## The task
Please return the listing below word for word, minus its pictures.

┄┄┄┄┄┄┄┄┄┄

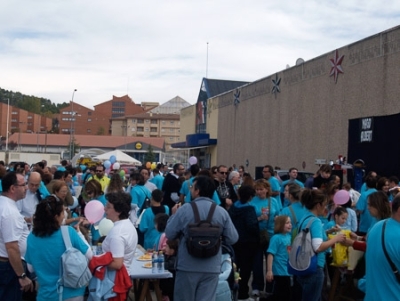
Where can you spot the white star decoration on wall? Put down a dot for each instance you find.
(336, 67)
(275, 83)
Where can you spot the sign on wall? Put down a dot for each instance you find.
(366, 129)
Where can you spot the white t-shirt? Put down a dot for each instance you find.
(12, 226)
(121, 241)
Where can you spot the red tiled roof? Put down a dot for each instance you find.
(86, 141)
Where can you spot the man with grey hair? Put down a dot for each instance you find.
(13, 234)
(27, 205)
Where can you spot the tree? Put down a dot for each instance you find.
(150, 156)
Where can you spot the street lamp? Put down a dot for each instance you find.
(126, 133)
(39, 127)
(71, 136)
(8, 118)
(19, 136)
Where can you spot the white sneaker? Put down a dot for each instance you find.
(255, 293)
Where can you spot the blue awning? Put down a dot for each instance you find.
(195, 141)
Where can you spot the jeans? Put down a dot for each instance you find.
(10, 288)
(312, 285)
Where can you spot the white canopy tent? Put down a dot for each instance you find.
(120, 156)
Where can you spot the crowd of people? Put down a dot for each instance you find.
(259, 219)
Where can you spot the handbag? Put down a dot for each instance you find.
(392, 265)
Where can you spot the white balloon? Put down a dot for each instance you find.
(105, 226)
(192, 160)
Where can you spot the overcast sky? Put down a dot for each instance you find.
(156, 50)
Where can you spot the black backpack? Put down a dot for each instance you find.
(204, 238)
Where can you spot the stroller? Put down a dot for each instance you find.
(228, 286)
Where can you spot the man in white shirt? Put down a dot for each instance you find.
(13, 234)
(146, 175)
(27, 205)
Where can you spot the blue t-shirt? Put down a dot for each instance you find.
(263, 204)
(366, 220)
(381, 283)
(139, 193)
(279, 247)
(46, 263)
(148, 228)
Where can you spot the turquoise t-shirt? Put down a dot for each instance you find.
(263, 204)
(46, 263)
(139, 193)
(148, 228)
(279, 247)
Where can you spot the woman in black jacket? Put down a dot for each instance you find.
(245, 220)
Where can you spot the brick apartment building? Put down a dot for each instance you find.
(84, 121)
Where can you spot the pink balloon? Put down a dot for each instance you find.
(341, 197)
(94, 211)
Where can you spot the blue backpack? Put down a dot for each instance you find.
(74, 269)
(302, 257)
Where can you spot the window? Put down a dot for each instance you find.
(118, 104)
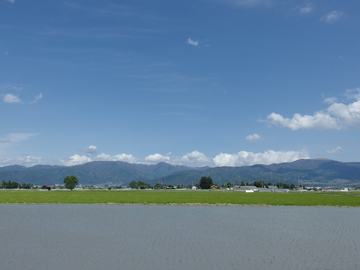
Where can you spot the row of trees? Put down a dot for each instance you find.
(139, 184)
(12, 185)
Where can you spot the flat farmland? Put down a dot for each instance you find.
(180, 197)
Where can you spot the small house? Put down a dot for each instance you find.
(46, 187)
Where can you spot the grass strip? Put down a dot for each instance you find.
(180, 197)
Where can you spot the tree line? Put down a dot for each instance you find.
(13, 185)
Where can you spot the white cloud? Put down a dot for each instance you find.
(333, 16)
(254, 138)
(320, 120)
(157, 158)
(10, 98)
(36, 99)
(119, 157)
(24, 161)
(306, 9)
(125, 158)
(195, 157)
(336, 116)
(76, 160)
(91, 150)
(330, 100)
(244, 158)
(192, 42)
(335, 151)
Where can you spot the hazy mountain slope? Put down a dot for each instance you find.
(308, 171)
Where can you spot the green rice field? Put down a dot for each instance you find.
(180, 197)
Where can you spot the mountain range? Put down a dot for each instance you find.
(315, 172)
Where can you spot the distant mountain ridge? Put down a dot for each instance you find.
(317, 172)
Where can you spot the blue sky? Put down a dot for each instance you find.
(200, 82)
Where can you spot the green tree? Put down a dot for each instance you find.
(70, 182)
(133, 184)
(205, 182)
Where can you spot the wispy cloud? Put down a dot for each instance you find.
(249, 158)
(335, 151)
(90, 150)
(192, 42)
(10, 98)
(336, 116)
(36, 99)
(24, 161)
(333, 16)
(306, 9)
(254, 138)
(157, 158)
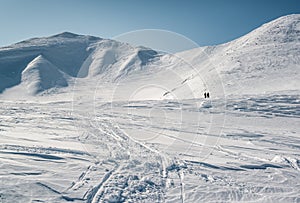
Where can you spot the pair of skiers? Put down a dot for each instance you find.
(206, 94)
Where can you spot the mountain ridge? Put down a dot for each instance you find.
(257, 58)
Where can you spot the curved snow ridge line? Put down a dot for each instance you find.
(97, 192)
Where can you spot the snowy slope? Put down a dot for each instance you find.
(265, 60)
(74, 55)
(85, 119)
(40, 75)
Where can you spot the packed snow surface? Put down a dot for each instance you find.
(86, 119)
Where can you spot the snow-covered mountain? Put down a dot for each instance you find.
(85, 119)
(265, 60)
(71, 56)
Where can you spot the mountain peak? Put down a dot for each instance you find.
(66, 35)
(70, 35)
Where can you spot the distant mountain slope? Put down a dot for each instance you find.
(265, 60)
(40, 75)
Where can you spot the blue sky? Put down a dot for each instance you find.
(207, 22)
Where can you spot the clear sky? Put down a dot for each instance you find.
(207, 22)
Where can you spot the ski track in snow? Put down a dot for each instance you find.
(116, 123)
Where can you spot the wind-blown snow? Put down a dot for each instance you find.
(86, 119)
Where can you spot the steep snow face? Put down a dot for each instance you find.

┄┄┄┄┄┄┄┄┄┄

## Result of the exercise
Where can you spot the white star decoration on wall? Put down a dot for each instance you find.
(336, 67)
(275, 83)
Where can you spot the sign on wall? Put down a dot for each instance you find.
(366, 129)
Where can you spot the white t-shirt? Put down a dot for each instance you find.
(12, 226)
(121, 241)
Where can you spot the red tiled roof? Put down a dot for each instance you find.
(86, 141)
Where can you spot the man with grey hair? Put down a dot for each instance you find.
(13, 234)
(27, 205)
Where can you spot the tree? Put down a dot for each instance you find.
(150, 156)
Where can you spot the street lamp? Put down a dot for each instance you find.
(126, 133)
(39, 127)
(71, 136)
(8, 118)
(19, 136)
Where can you spot the white sneaker? Put down a dot for each instance you find.
(255, 293)
Where can you spot the blue awning? Put down a dot for each instance you find.
(195, 141)
Where can you spot the jeans? Put down a dot for each instance you find.
(10, 288)
(312, 285)
Where can you spot the white canopy tent? Put down a dot for each instance you find.
(120, 156)
Where can you spot the crowd of people? Put down a dot for each instance you find.
(259, 219)
Where can you spot the handbag? Put down a dot for each instance you find.
(392, 265)
Where can you spot the white balloon? Put down a dot for each instance you find.
(105, 226)
(192, 160)
Where can you spot the overcast sky? Put down a dot for each instance you find.
(156, 50)
Where can you spot the black backpack? Put down a dot for each instance you find.
(204, 238)
Where can you spot the stroller? Put down a dot for each instance you find.
(228, 286)
Where can you spot the man in white shirt? Put down a dot for each instance you find.
(13, 234)
(146, 175)
(27, 205)
Where can you spot the blue t-shirt? Put down a dot for each instance you find.
(263, 204)
(366, 220)
(381, 283)
(139, 193)
(279, 247)
(46, 263)
(148, 228)
Where can you spot the turquoise t-shirt? Put down a dot for each instance you find.
(263, 204)
(46, 263)
(139, 193)
(148, 228)
(279, 247)
Where can you spot the woman in black jacket? Put down a dot for each instance you find.
(245, 220)
Where can you spot the brick apartment building? Put down a dot for each instance you find.
(84, 121)
Where can you spot the pink balloon? Put down a dot for each instance you find.
(341, 197)
(94, 211)
Where can you spot the blue backpack? Put down a dot for each instance you find.
(74, 269)
(302, 257)
Where can you spot the window? Put down a dot for each instance you find.
(118, 104)
Where can you spot the row of trees? Put down a dot for each instance you find.
(139, 184)
(12, 185)
Where can you spot the flat farmland? Put down a dot for each instance you find.
(180, 197)
Where can you spot the small house? Put down a dot for each instance you find.
(46, 187)
Where can you spot the grass strip? Put down a dot for each instance you find.
(180, 197)
Where can you spot the tree line? Put down a dot for each instance you find.
(13, 185)
Where can you spot the white cloud? Put down a dot for each instance you find.
(333, 16)
(254, 138)
(320, 120)
(157, 158)
(10, 98)
(36, 99)
(119, 157)
(24, 161)
(306, 9)
(125, 158)
(195, 157)
(336, 116)
(76, 160)
(91, 150)
(330, 100)
(244, 158)
(192, 42)
(335, 151)
Where can you spot the hazy mountain slope? Put down a dot for each instance you find.
(308, 171)
Where can you spot the green rice field? Put down a dot for each instance you find.
(180, 197)
Where can you spot the mountain range? Put down a dot for each instance you find.
(315, 172)
Where can you spot the distant mountain ridge? Put down a dot for each instance you find.
(317, 172)
Where can you spot the blue sky? Put down a dot for each instance you find.
(200, 82)
Where can you spot the green tree? Put down a dot for each instance you find.
(70, 182)
(133, 184)
(205, 182)
Where can you spot the wispy cloud? Put down a dot for each instance you find.
(249, 158)
(335, 151)
(90, 150)
(192, 42)
(10, 98)
(336, 116)
(36, 99)
(24, 161)
(333, 16)
(306, 9)
(254, 138)
(157, 158)
Where can you spot the pair of skiers? Put down a dot for each instance you find.
(206, 94)
Where can you spot the mountain ridge? Put down a dot for each instance you find.
(257, 58)
Where can you spot the curved snow ridge line? Put down a dot for each instance you find.
(97, 192)
Where can you spot the snowy slope? Put down a dot for each instance you find.
(265, 60)
(74, 55)
(85, 119)
(40, 75)
Where can you spot the packed snow surface? Put down a dot for each instance you find.
(86, 119)
Where can you spot the snow-covered mountain? Put down a dot for each instance you find.
(85, 119)
(265, 60)
(71, 56)
Where can you spot the mountain peak? Put down a dot for each instance you find.
(66, 35)
(70, 35)
Where can you spot the distant mountain slope? Put down a dot for each instance you find.
(265, 60)
(40, 75)
Where can you spot the blue sky? Put down a dot for each instance you find.
(207, 22)
Where can you spot the clear sky? Put down a dot for each instance you find.
(207, 22)
Where can you spot the ski track in snow? Put down a dot for each instance you find.
(116, 123)
Where can you spot the wind-blown snow? Put down a dot for each instance you find.
(86, 119)
Where can you spot the steep snow face? Put down a dot for each instance you find.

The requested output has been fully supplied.